• [PASSAGE]:
== Segment start ==

Chief of Staff to the First Lady of the United States
- Incumbent
- Assumed office January 20, 2025
- President: Donald Trump
- First Lady: Melania Trump
- Preceded by: Anthony Bernal

Personal details
- Born: Hayley D'Antuono
- Spouse: Beau Harrison ​(m. 2022)​
- Education: Elon University (BA)

= Hayley Harrison =

American political aide

Hayley Harrison (née D'Antuono) is an American political aide who is the current chief of staff to the first lady of the United States. She is serving under Melania Trump during her second tenure as first lady. Harrison previously held roles within the first presidency of Donald Trump, including as Melania Trump's director of operations and as a special assistant to the president.

==Early life and education==

Harrison was raised in Alexandria, Virginia. She attended Bishop Ireton High School, where she played varsity lacrosse; she graduated in 2010. Harrison then attended Elon University, where she was a member of the Phi Mu fraternity; she received a Bachelor of Arts in psychology in 2014. While there, she coauthored a study titled "Gender Differences in Student Perceptions of Literacy Activities", which was presented at the 26th annual Convention of the Association for Psychological Science.

== Career ==
Harrison began her career in politics as an office manager and scheduler for U.S. representative John Ratcliffe (R-TX), in Ratcliffe's first term in Congress. She worked in Ratcliffe's office until March, when she took a position as scheduler for U.S. first lady Melania Trump, following a recommendation from Ratcliffe. Over the course of Donald Trump’s first presidency, she received multiple promotions, eventually serving in a dual role as Melania Trump’s director of operations and as a special assistant to the president.

After leaving the White House in January 2021, Harrison continued to work for Melania Trump privately at Mar-a-Lago. Both she and her husband, Beau Harrison, remained part of the Trump family’s inner circle, receiving compensation through the Save America political action committee. She was paid between $8,000 and $10,000 per month, while her husband received similar compensation until late 2023.

== Segment end ==

• [SOURCE MATERIAL]:
== Segment start ==

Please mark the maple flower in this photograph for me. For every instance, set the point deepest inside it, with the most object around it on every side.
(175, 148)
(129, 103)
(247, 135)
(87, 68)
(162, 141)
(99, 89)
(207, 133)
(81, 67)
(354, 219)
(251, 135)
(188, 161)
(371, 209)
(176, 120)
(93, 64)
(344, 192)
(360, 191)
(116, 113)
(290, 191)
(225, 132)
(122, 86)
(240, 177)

== Segment end ==

• [COMPLETE THE FOLLOWING]:
1) Do these statements agree with the Hayley Harrison passage? For each, answer yes or no and quote the deciding words of the passage.
(a) Harrison played varsity lacrosse in high school.
(b) Harrison earned a Bachelor of Arts in political science.
(c) Harrison's husband was paid through Save America until late 2023.
2) Could you pick up the Hayley Harrison passage after its last sentence and carry it on?
The data play no part in what comes next.

• [RESPONSES TO THE EXERCISE]:
1)
(a) Yes: "She attended Bishop Ireton High School, where she played varsity lacrosse"
(b) No: "she received a Bachelor of Arts in psychology in 2014"
(c) Yes: "while her husband received similar compensation until late 2023"

2)
Harrison’s role in the Mar-a-Lago classified documents case emerged publicly in 2022, when she was identified as "Trump Employee 1" in a federal indictment. The indictment detailed her involvement in managing the location of various items, including classified materials, at the estate. Text messages attributed to her revealed discussions about using alternative spaces, such as a bathroom shower, for storage purposes. Contemporaneous reporting did not indicate if Harrison knew she was illegally handling or directing the improper handling of classified material. The case against President Trump was ultimately dismissed in 2024.

On November 22, 2024, Melania Trump announced Harrison’s appointment as chief of staff to the first lady of the United States for her second tenure. In this role, Harrison is tasked with overseeing the East Wing’s operations and serving as a strategic liaison with other parts of the government. This appointment was the first major staffing decision of Melania Trump’s second term as first lady.

== Personal life ==
Harrison met her husband, Beau Harrison, in March 2017, her first day of work at the White House; they became engaged in November 2020. They married in May 2022 at the Basilica of St. Mary in Alexandria, Virginia.